The Dubya Stands for Winner
The W that we English speakers, readers, and writers grafted onto the Latin Script replaced the double u that was an adjustment made to make things work when they did not. Add an American Southern drawl, and you get Dubya. Dubya is the speaking shortcut that helps us distinguish distinguished President George Bush Jr. from President George Bush Sr. aka Herbert Walker aka Central Intelligence Agency (CIA) Director. Enough philology.
I'm a continental type of niggah, continental flights, first class attender, mile high member, High Times DZA, fly as fuck, so we're puffing on killah, George W, and the W stands for winnah
Around September 2000 Anno Domini, Kester Avenue Magnet Elementary School, on the border of posh Sherman Oaks and rugged Van Nuys, CA, hosted a mock presidential election with their fifth grade students. I was one of many. Vice President Al Gore, who “took the initiative in creating the internet”, won with exceeding ease.
If my memory bondserves me correctly, he got like 80%-90% of our vote, including mine. Before the Lewinsky scandal, which I did not understand at the time, my mom used to say, “he’s my friend”, whenever President Bill Clinton was on our television screen. And good ol’ Al was his Vice, but he had at least 26 more.

○ ○ ○ ○ ○

• **TASKS**
[1] In the essay on the Dubya nickname, reproduce the passage between "I'm a continental" and "least 26 more.", inclusive, substituting "school-wide straw poll" for "mock presidential election".
[2] Translate this sentence from the essay on the Dubya nickname into Spanish: "Vice President Al Gore, who “took the initiative in creating the internet”, won with exceeding ease."
[3] Extend the essay on the Dubya nickname, picking up right after its final sentence.

○ ○ ○ ○ ○

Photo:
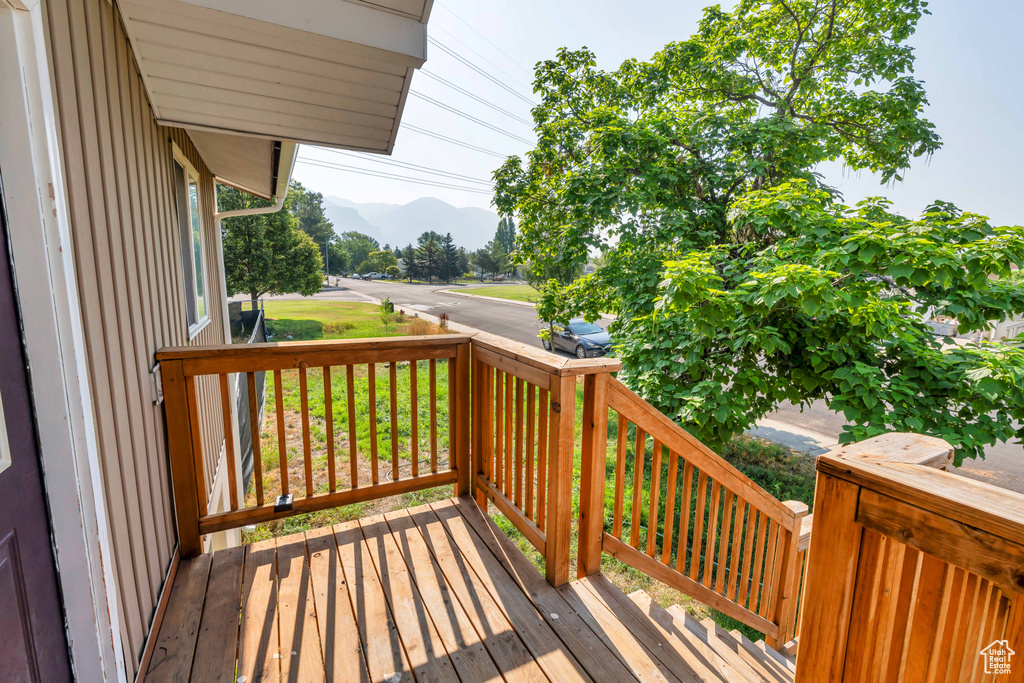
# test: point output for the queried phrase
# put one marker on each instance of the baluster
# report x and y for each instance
(518, 442)
(543, 414)
(329, 420)
(452, 414)
(709, 554)
(655, 492)
(723, 546)
(499, 430)
(767, 585)
(759, 553)
(393, 370)
(282, 452)
(744, 574)
(306, 450)
(433, 416)
(414, 437)
(352, 450)
(737, 537)
(670, 508)
(254, 430)
(641, 447)
(372, 388)
(684, 517)
(696, 554)
(616, 524)
(509, 435)
(232, 473)
(530, 408)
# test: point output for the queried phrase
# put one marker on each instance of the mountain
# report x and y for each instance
(399, 224)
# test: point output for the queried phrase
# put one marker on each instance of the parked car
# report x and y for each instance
(586, 340)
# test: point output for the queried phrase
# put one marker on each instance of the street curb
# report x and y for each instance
(486, 298)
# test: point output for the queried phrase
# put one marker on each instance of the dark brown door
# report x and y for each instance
(33, 645)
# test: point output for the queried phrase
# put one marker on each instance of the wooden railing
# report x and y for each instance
(683, 515)
(912, 571)
(338, 368)
(523, 440)
(791, 634)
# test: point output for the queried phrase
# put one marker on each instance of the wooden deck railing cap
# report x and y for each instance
(946, 495)
(228, 350)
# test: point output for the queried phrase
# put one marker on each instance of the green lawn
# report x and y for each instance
(510, 292)
(309, 321)
(313, 319)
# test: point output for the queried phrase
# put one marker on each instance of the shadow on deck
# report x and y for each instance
(434, 593)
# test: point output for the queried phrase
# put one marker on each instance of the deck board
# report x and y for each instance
(431, 593)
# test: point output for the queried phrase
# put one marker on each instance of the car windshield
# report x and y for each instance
(585, 329)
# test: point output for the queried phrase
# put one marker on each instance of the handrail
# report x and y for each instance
(725, 542)
(523, 438)
(192, 374)
(916, 568)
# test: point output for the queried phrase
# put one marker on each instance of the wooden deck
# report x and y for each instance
(434, 593)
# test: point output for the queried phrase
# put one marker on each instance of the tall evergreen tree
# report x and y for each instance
(266, 254)
(450, 258)
(429, 255)
(409, 260)
(506, 233)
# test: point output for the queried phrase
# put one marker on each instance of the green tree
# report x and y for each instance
(411, 262)
(450, 258)
(506, 233)
(429, 256)
(381, 260)
(357, 246)
(491, 259)
(738, 280)
(267, 253)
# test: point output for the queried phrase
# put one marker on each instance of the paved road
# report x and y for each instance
(813, 429)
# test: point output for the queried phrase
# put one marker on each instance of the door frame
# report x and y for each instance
(44, 276)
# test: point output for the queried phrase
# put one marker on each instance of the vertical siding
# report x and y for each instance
(118, 169)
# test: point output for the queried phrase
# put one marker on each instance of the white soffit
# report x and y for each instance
(332, 73)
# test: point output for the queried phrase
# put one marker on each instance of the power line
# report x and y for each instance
(481, 122)
(473, 95)
(487, 40)
(479, 71)
(408, 166)
(430, 133)
(456, 39)
(389, 176)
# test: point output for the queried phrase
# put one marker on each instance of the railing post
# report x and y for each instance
(592, 473)
(832, 567)
(462, 417)
(560, 478)
(183, 462)
(788, 587)
(480, 397)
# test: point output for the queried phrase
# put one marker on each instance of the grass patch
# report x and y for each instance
(510, 292)
(337, 319)
(311, 321)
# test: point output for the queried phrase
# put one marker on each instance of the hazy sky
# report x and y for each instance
(969, 54)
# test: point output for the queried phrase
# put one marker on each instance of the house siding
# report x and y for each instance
(117, 164)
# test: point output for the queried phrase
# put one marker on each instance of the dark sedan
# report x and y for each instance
(584, 339)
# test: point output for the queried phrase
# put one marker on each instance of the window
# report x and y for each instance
(192, 243)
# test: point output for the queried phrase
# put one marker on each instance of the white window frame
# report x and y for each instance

○ ○ ○ ○ ○

• **OUTPUTS FOR THE TASKS**
[1]
I'm a continental type of niggah, continental flights, first class attender, mile high member, High Times DZA, fly as fuck, so we're puffing on killah, George W, and the W stands for winnah
Around September 2000 Anno Domini, Kester Avenue Magnet Elementary School, on the border of posh Sherman Oaks and rugged Van Nuys, CA, hosted a school-wide straw poll with their fifth grade students. I was one of many. Vice President Al Gore, who “took the initiative in creating the internet”, won with exceeding ease.
If my memory bondserves me correctly, he got like 80%-90% of our vote, including mine. Before the Lewinsky scandal, which I did not understand at the time, my mom used to say, “he’s my friend”, whenever President Bill Clinton was on our television screen. And good ol’ Al was his Vice, but he had at least 26 more.

[2] El vicepresidente Al Gore, quien “tomó la iniciativa en la creación de internet”, ganó con suma facilidad.

[3]
When Dubya won, and did so scandalously with the aiding and abetting of Florida Man, we were pissed off. We hated him instantaneously. Before 9/11, my baba began reading aloud to me Bushisms. My favorite was, ‘I know the human being and fish can coexist peacefully.” A beautiful misunderstanding of realpolitik, amongst the species. A close second was, “I know how hard it is for you to put food on your family.” Can you tell, I grew up liberal? I had a software engineer who works for National Public Radio (NPR) and who grew up in South Central Los Angeles, speak to my high school students in South Central Los Angeles, and I learned from him that knowledge of the existence of NPR, let alone daily listening as I was subject to as a young warthog, is rare.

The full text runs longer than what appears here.